━━━━━ TEXT UNDER STUDY

Results: Health Outcomes

  • No significant differences in health outcomes on average
  • Patients with chronic conditions were worse off in high-deductible plan

Threats to validity

  1. Valid randomization (not really an issue)
  2. Adverse selection in participation (could be a problem)
  3. Reporting of claims (some minor concern)

Results with adjustments

Aron-Dine, Einav, and Finkelstein (2013)

Elasticity estimates

Commonly cited -0.2 price elasticity of demand for healthcare comes from:

  • Step 1: intensive vs extensive
    • Group care into defined “episodes”
    • Find no relationship between price and utilization within episode
    • Focus on extensive margin (presence of an episode)

Elasticity estimates

Commonly cited -0.2 price elasticity of demand for healthcare comes from:

  • Step 2: spot vs future price
    • Compare episode rates among those close to hitting OOP max versus those already over
    • No difference in episode rates
    • Conclude that spot price matters

Elasticity estimates

Commonly cited -0.2 price elasticity of demand for healthcare comes from:

  • Step 3: calculating elasticity
    • Limit sample to part of year where people are far from OOP max (around $500)
    • Calculate arc elasticities for each care setting and for different plan types
    • Many estimates ‘around’ -0.2

Problems with elasticity applications

How should we predict the response to price changes in a nonlinear pricing environment when we only have a single price elasticity estimate?

Problems with elasticity applications

Aron-Dine, Einav, and Finkelstein (2013)

  • Budget neutral in that each contract has same costs to insurer for same distribution of healthcare utilization
  • Different assumptions on how to reduce plans to a single average price yield very different predictions (factor of 2)

Key takeaways

  • Confident that price matters in healthcare (i.e., people respond to higher prices by reducing healthcare)

━━━━━━━━━━
━━━━━ THE DATA

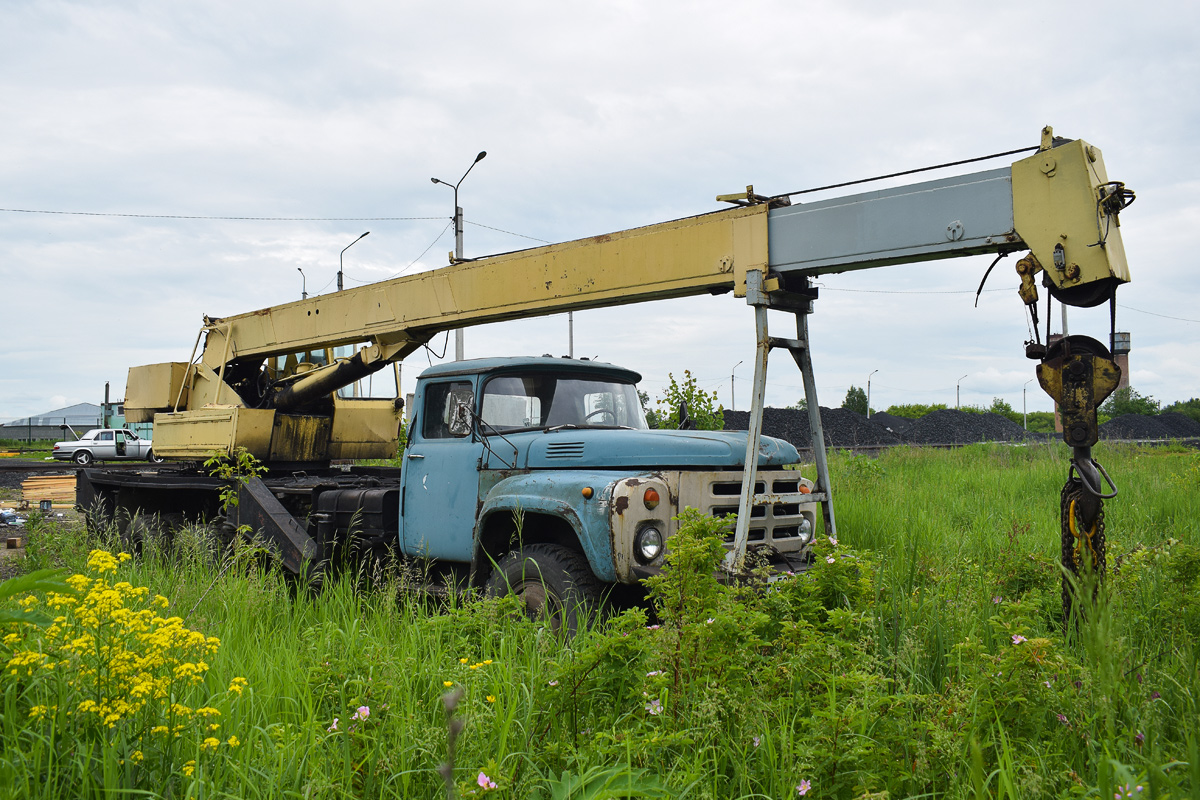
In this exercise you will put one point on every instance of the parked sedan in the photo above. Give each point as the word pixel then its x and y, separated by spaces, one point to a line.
pixel 106 444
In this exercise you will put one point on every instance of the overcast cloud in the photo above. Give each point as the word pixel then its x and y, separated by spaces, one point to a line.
pixel 595 118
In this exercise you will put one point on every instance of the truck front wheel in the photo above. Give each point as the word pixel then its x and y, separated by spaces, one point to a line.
pixel 553 582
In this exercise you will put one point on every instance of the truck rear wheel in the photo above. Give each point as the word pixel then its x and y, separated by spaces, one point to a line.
pixel 553 582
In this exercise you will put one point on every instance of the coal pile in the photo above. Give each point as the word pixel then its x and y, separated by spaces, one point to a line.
pixel 897 425
pixel 1143 426
pixel 843 427
pixel 1183 426
pixel 951 426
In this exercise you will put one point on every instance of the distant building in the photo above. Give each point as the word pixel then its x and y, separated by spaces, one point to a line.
pixel 58 423
pixel 81 416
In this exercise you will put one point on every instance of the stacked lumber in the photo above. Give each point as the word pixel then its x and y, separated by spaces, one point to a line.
pixel 58 489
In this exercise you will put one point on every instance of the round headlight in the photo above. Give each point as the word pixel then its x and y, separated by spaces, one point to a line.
pixel 648 543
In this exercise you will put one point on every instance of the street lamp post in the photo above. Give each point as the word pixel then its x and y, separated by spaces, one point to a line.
pixel 340 260
pixel 1025 411
pixel 733 402
pixel 457 236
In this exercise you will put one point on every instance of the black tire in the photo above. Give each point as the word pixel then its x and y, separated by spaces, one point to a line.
pixel 553 582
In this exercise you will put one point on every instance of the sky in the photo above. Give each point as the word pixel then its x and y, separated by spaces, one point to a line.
pixel 595 118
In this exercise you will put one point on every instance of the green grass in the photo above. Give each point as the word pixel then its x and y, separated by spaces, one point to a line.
pixel 894 669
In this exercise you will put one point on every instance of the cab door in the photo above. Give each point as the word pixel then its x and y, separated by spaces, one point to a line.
pixel 121 444
pixel 105 445
pixel 441 481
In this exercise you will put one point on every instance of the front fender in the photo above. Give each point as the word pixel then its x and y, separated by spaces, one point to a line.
pixel 561 494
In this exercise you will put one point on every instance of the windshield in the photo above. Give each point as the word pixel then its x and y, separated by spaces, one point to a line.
pixel 545 400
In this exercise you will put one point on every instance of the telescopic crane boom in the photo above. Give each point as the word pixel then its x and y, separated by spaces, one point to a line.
pixel 253 386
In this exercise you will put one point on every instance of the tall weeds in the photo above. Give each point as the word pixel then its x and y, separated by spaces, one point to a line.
pixel 921 656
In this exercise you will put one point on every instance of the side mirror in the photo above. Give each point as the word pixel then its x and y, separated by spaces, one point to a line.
pixel 463 419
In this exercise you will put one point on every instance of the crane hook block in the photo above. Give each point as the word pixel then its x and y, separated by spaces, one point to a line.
pixel 1079 373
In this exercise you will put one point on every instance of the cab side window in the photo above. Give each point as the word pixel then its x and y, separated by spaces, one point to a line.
pixel 442 403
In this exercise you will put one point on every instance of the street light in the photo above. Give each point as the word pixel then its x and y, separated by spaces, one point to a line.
pixel 340 260
pixel 733 402
pixel 457 239
pixel 1025 413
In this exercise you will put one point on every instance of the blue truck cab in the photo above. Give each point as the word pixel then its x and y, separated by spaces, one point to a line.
pixel 539 475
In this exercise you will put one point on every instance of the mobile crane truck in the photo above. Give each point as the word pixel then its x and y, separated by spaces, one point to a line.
pixel 538 474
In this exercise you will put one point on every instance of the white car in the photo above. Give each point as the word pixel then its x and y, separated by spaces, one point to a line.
pixel 106 444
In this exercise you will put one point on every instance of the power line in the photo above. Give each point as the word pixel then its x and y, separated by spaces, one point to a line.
pixel 479 224
pixel 1182 319
pixel 185 216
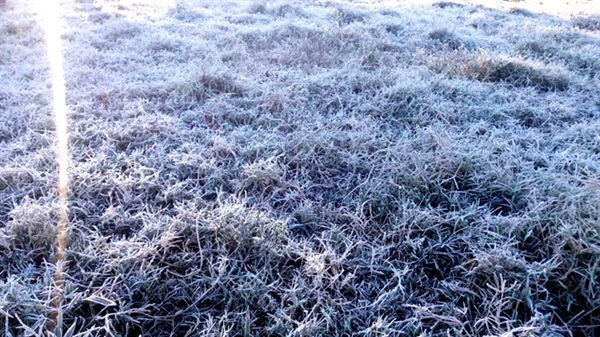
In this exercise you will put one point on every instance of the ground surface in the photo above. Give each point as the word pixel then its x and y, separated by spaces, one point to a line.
pixel 304 168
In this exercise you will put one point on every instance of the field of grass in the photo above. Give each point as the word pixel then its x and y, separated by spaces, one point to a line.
pixel 303 168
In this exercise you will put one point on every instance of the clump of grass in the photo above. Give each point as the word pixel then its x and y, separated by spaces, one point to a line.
pixel 447 4
pixel 589 22
pixel 323 176
pixel 345 16
pixel 447 38
pixel 522 12
pixel 31 231
pixel 511 71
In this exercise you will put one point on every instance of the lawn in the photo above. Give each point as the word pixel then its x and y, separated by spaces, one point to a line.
pixel 302 168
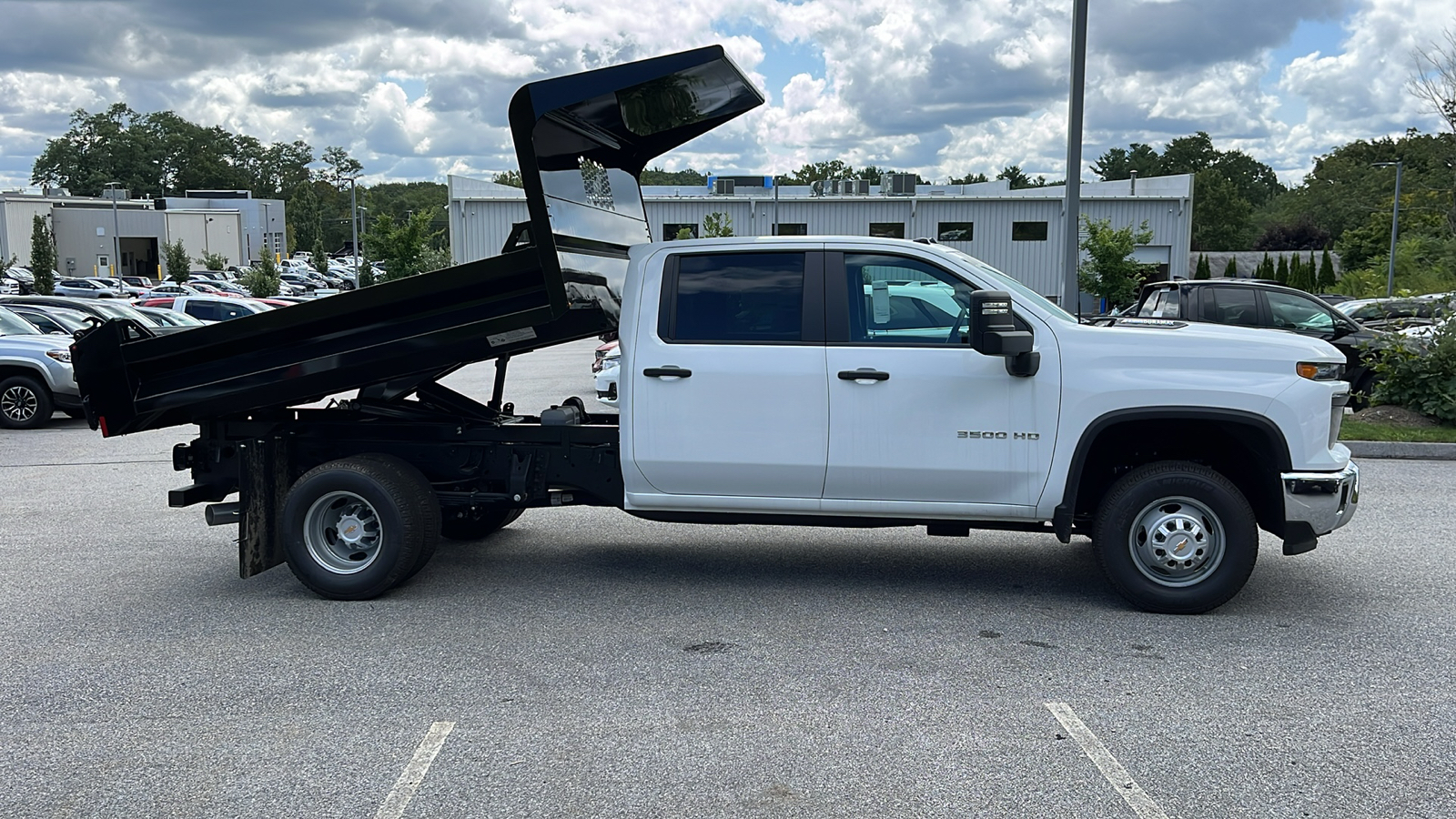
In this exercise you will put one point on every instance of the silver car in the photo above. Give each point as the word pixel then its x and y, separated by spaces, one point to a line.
pixel 35 375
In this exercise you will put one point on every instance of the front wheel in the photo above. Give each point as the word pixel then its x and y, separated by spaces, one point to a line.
pixel 359 526
pixel 25 404
pixel 1176 538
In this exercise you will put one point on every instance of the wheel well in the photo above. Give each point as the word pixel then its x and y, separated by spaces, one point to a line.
pixel 6 370
pixel 1247 453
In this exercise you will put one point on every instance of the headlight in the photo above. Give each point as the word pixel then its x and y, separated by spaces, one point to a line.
pixel 1320 372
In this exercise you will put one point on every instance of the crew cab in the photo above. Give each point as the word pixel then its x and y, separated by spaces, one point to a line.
pixel 798 380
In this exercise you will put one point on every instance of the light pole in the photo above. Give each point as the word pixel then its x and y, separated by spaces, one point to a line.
pixel 1072 206
pixel 1395 223
pixel 116 232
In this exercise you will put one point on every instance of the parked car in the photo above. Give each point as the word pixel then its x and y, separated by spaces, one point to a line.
pixel 51 321
pixel 1252 303
pixel 120 288
pixel 98 308
pixel 85 288
pixel 171 318
pixel 1395 314
pixel 35 375
pixel 208 308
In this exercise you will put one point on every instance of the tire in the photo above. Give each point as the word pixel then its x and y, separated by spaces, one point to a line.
pixel 25 402
pixel 1157 506
pixel 392 504
pixel 480 526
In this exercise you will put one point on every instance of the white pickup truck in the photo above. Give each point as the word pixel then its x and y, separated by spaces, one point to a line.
pixel 800 380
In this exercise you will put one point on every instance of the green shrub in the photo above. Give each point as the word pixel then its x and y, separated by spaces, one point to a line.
pixel 1420 375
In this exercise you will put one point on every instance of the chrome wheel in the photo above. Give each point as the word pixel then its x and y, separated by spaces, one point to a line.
pixel 19 404
pixel 342 532
pixel 1177 541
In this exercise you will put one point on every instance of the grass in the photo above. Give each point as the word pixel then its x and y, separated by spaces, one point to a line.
pixel 1363 430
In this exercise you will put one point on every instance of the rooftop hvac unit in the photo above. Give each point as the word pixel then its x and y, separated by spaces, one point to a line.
pixel 897 184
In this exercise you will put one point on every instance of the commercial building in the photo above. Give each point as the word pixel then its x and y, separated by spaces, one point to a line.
pixel 1019 232
pixel 101 235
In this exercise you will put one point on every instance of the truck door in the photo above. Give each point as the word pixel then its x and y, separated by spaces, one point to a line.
pixel 728 392
pixel 916 416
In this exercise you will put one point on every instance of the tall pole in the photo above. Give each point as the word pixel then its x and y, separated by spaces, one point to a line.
pixel 1395 225
pixel 1072 206
pixel 354 222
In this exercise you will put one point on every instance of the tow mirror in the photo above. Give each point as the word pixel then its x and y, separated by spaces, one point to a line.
pixel 994 332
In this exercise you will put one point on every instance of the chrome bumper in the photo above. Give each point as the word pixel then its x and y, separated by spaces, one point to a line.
pixel 1324 500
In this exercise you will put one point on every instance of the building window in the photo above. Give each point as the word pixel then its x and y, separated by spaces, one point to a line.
pixel 1028 230
pixel 956 232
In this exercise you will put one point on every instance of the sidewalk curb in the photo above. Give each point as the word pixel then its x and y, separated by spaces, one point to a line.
pixel 1401 450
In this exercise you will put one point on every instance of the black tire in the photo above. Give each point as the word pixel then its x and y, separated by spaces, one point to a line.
pixel 376 490
pixel 25 402
pixel 480 526
pixel 1200 516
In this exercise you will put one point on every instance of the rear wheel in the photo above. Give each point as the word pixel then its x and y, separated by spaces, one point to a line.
pixel 465 526
pixel 359 526
pixel 25 404
pixel 1176 538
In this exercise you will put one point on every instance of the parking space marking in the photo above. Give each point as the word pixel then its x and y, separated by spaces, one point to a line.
pixel 1133 794
pixel 414 774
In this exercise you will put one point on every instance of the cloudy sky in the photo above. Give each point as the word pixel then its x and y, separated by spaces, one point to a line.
pixel 417 89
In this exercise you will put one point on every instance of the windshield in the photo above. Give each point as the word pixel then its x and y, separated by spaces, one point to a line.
pixel 1011 285
pixel 12 324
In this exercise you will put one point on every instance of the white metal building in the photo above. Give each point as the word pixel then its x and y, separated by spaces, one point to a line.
pixel 1018 232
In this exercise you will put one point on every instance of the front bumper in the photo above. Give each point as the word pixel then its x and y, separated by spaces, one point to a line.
pixel 1318 503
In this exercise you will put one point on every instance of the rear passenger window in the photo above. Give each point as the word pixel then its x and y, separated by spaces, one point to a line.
pixel 1230 305
pixel 735 298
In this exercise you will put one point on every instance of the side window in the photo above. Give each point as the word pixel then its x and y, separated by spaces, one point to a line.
pixel 903 300
pixel 203 310
pixel 1299 314
pixel 1232 305
pixel 735 298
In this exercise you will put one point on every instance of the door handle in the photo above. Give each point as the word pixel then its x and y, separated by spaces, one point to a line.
pixel 667 372
pixel 864 375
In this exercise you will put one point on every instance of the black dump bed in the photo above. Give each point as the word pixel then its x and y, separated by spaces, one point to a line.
pixel 581 140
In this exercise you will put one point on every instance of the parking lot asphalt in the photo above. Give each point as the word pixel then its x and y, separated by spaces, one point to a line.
pixel 594 665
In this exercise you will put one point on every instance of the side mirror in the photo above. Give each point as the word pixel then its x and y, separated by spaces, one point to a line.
pixel 994 332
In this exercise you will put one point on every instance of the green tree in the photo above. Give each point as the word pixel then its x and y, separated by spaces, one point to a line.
pixel 1110 270
pixel 1220 216
pixel 970 179
pixel 400 245
pixel 177 261
pixel 717 225
pixel 262 280
pixel 43 256
pixel 1325 283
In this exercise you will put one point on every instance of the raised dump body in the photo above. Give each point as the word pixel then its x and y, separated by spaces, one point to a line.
pixel 581 140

━━━━━━━━━━

> _ABOUT THIS EXERCISE_
Quote the passage from the healthcare price elasticity slides starting at "Results: Health Outcomes" and ending at "really an issue)".

> _FINISHED TASK_
Results: Health Outcomes

  • No significant differences in health outcomes on average
  • Patients with chronic conditions were worse off in high-deductible plan

Threats to validity

  1. Valid randomization (not really an issue)